● **Consegna**
Nel brano che segue, chi racconta dice di aver provato "un miscuglio di rimorso ed esultanza". Spiega il motivo di ciascuno dei due sentimenti.

● **Brano**
※

Portala in ospedale!
Gayle Y. Brandvold, California, USA
Quando ero nuova nella Chiesa, ero single e lavoravo in proprio, per cui c’erano giorni in cui avevo del tempo libero. In uno di quei giorni ho chiamato la presidentessa della Società di Soccorso per chiederle se qualcuno aveva bisogno di aiuto quel pomeriggio. Ella mi ha parlato di una sorella anziana di nome Anita (il nome è stato cambiato) che era tornata recentemente a casa dall’ospedale e che era da sola. Avevo già incontrato Anita ed ero felice di andarla a visitare.
L’ho chiamata e poi sono andata al suo appartamento. Mi ha chiesto di prepararle il pranzo e poi abbiamo avuto un bellissimo incontro. Aveva un buon senso dell’umorismo e amava ridere e raccontare storie della sua vita.
Dopo pranzo ha detto di essere stanca e mi ha chiesto di aiutarla a passare dalla sedia a rotelle al letto. Poco dopo le avevo già rimboccato le coperte. Improvvisamente la voce calma e sommessa di cui avevo tanto sentito parlare mi ha detto: “Portala in ospedale, adesso!”
Anita odiava gli ospedali ed era appena tornata a casa. Le ho chiesto se si sentisse bene. Mi ha risposto che stava bene, ma che si sentiva stanca.
Mi sono allontanata dal suo letto e mi sono inginocchiata. Non appena ho iniziato pregare, la voce ha detto di nuovo: “Portala in ospedale, e portacela adesso!”
Ho esitato, chiedendomi: “Che cosa dirò ai dottori all’ospedale?”
Ho chiamato un’amica che, dopo aver pregato anche lei, mi ha detto di seguire il suggerimento che avevo ricevuto.
Sebbene Anita fosse arrabbiata che avessi anche solo menzionato di portarla all’ospedale, ho comunque chiamato l’ambulanza. Quando è arrivata, due paramedici sono entrati e le hanno controllato i parametri vitali. Senza fare domande, l’hanno messa su una barella e sono tornati di corsa all’ambulanza.
Li ho seguiti con la mia macchina. Dopo essere arrivata in ospedale, mi sono seduta e ho aspettato. Poco dopo è arrivato un dottore. Mi ha chiesto: “Non le aveva detto di essere caduta prima che arrivasse a casa sua, vero?”
“No”, ho risposto.
Mi ha detto che Anita si era ferita alla milza e aveva un’emmoragia interna. Ha detto che, senza un intervento medico immediato, sarebbe potuta morire.
Ho provato un miscuglio di rimorso ed esultanza: rimorso per aver esitato ed esultanza per aver ascoltato, alla fine, lo Spirito Santo. Più di tutto, però, ero grata di sapere che il Signore si era fidato di me per aiutare quella sorella ferita e che aveva ispirato la mia presidentessa della Società di Soccorso a mandarmi da lei.
La mia salute è peggiorata da allora, ma il Signore continua a darmi suggerimenti. Prego sempre per avere la forza di seguire questi suggerimenti.

※

● **Materiale da esaminare**
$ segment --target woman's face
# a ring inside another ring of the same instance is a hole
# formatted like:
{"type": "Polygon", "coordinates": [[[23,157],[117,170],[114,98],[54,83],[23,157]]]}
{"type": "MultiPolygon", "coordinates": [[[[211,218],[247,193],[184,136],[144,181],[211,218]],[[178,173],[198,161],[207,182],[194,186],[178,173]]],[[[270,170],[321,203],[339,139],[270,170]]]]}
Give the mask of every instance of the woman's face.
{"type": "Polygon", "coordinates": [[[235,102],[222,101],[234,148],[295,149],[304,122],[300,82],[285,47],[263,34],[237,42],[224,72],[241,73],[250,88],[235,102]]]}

※

● **Soluzione**
Il rimorso nasceva dall'aver esitato prima di portare Anita in ospedale. L'esultanza veniva invece dall'aver ascoltato, alla fine, lo Spirito Santo.